YOUR GOAL >>
Please find each line in the listing below that contains the word "identify" and copy those lines out. Case counts when matching.

RECORDED INFORMATION >>
☆ ☆ ☆

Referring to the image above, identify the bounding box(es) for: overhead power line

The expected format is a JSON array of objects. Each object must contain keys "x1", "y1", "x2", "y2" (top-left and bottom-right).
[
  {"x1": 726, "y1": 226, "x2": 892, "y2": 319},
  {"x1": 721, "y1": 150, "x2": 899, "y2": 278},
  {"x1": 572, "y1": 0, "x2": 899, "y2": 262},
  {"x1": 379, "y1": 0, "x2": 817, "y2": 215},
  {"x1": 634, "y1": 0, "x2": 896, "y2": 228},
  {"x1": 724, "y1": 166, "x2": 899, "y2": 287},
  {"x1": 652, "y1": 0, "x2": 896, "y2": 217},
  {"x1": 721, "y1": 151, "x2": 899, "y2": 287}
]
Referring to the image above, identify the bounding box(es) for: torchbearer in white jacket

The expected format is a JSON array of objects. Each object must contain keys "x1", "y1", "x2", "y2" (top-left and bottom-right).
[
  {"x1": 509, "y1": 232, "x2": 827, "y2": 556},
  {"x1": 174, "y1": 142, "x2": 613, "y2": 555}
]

☆ ☆ ☆

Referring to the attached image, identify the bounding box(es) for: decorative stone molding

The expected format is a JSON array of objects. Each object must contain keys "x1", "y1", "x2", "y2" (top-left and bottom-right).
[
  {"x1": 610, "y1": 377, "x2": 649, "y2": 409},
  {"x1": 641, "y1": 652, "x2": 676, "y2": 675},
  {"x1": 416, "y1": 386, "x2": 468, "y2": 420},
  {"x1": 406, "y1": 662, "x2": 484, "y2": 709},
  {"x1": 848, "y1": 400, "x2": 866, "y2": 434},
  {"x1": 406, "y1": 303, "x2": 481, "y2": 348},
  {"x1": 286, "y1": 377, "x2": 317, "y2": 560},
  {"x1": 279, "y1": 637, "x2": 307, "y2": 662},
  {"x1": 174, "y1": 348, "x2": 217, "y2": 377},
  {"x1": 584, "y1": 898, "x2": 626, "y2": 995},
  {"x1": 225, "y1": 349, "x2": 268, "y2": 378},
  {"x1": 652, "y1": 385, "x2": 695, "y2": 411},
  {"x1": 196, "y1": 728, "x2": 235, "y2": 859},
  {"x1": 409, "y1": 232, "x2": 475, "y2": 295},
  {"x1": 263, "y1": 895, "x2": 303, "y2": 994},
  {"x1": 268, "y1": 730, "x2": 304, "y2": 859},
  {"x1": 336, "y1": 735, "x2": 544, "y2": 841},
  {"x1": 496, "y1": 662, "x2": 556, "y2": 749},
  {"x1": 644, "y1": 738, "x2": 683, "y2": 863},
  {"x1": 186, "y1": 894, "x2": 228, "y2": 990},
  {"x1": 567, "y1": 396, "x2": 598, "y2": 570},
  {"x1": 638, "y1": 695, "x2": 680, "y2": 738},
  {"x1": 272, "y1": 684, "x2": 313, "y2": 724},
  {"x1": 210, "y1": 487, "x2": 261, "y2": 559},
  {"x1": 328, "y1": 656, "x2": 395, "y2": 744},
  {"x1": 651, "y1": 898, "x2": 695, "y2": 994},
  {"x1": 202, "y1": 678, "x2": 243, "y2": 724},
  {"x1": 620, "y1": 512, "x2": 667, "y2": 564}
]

☆ ☆ ☆

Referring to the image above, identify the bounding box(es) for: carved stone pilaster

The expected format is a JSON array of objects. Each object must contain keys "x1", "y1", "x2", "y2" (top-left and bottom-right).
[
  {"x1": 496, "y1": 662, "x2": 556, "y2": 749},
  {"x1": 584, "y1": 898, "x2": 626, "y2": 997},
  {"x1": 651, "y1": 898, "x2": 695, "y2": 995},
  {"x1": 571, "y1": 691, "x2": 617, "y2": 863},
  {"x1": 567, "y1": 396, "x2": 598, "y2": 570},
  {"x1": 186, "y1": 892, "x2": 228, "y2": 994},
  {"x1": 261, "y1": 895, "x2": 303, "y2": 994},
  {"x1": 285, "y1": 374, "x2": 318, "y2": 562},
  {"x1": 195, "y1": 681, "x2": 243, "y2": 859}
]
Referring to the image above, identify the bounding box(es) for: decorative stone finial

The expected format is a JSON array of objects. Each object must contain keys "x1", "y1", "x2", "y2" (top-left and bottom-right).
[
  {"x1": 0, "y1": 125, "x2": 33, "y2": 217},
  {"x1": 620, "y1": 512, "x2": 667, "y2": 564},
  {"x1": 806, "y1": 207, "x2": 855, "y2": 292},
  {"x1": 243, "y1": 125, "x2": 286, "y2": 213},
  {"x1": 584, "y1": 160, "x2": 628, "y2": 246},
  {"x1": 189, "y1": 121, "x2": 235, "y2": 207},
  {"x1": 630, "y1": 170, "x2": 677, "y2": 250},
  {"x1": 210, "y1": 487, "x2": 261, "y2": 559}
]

☆ ☆ ☆

EXERCISE ANSWER >>
Referring to the image above, identify the bounding box(es) for: overhead power line
Referring to the image above, identify the bounding box(es) for: torchbearer in white jacket
Referring to the attached image, identify the bounding box(es) for: decorative stone molding
Referring to the image above, identify the bounding box(es) for: carved stone pilaster
Referring to the image above, identify the bounding box(es) for: decorative stone finial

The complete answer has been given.